◆ Excerpts from point annotation data:
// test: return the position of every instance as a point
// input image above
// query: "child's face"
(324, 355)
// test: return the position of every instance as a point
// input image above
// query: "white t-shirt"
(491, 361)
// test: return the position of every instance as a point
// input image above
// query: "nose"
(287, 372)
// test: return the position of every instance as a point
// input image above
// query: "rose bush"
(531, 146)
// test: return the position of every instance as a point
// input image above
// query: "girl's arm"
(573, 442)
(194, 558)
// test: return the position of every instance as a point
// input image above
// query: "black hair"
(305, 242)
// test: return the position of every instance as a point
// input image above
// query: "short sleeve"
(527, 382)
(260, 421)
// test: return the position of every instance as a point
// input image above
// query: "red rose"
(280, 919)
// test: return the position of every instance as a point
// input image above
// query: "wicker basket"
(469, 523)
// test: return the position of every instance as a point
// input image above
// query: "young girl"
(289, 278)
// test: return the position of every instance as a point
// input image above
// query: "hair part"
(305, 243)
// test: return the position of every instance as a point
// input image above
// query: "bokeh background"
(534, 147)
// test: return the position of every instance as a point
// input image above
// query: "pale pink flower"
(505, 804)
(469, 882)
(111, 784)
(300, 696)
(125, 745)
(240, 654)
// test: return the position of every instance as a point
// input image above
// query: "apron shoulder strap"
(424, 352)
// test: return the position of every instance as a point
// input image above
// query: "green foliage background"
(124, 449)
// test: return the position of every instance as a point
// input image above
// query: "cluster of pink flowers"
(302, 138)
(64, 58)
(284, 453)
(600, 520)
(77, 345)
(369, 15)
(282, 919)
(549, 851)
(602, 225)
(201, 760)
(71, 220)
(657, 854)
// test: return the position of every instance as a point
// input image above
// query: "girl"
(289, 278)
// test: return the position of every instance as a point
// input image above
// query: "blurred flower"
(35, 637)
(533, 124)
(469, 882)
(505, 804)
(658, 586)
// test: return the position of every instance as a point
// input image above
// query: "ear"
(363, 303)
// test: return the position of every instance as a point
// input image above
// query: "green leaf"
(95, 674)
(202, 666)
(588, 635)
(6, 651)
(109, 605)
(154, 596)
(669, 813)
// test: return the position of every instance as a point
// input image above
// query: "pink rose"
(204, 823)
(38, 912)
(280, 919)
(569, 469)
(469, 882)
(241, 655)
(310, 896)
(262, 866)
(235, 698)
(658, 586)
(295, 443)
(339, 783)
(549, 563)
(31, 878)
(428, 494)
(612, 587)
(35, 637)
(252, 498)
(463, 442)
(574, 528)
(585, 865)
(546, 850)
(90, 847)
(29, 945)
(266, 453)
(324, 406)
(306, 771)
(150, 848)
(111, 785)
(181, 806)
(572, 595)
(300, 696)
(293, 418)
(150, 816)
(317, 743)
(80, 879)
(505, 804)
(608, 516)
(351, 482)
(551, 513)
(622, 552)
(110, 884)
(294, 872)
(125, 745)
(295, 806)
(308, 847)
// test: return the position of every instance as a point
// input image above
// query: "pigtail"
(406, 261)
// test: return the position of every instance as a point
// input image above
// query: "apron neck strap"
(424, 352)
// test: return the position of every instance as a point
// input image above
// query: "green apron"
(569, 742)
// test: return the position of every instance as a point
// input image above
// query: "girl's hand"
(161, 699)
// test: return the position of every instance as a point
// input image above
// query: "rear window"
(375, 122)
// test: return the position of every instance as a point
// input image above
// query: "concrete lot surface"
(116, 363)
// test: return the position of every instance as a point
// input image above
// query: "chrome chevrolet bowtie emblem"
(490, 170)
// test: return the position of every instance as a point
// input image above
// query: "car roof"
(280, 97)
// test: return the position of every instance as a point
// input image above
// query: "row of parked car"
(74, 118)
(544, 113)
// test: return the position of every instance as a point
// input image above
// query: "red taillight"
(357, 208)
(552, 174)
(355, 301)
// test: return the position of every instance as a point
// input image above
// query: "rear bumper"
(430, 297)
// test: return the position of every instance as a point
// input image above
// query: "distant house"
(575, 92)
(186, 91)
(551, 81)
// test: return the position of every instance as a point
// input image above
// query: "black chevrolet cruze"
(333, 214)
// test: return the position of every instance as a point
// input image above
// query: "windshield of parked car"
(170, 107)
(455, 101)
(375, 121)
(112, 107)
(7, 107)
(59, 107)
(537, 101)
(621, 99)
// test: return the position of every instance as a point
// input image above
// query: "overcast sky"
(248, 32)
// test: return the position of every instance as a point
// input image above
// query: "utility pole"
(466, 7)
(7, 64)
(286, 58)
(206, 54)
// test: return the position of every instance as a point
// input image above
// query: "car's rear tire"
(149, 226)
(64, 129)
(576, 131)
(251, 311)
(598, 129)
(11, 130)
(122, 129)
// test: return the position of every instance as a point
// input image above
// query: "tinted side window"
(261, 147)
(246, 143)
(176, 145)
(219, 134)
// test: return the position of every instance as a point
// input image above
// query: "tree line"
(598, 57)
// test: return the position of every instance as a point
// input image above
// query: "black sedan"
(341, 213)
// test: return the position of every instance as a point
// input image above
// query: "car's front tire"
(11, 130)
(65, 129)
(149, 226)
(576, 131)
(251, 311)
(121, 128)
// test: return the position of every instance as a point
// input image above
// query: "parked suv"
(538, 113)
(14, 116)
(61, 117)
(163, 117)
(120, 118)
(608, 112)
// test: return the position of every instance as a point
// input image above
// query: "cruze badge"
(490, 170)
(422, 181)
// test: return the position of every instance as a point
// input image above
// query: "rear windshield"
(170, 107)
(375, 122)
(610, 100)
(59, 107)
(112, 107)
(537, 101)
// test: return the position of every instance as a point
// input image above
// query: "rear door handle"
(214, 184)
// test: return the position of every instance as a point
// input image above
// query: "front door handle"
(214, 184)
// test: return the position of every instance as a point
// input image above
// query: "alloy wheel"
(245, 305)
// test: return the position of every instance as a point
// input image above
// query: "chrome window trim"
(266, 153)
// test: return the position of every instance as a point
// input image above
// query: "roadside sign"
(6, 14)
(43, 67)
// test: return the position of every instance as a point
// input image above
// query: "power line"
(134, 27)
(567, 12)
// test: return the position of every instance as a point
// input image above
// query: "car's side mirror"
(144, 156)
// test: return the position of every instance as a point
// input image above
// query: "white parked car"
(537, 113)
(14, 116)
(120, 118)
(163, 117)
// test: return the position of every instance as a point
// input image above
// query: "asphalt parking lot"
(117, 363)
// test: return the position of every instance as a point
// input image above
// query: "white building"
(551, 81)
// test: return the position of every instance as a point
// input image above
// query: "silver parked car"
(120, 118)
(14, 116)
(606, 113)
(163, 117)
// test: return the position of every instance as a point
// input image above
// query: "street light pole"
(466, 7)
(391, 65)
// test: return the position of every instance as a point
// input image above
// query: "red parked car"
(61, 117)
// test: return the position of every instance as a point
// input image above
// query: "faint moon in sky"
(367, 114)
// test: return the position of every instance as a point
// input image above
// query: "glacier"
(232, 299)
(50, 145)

◆ WORK INSTRUCTIONS: Can you gather every line in the items that contains the string "front"? Case counts.

◆ PROBLEM SOLUTION:
// query: "car's front tire"
// query: "front door handle"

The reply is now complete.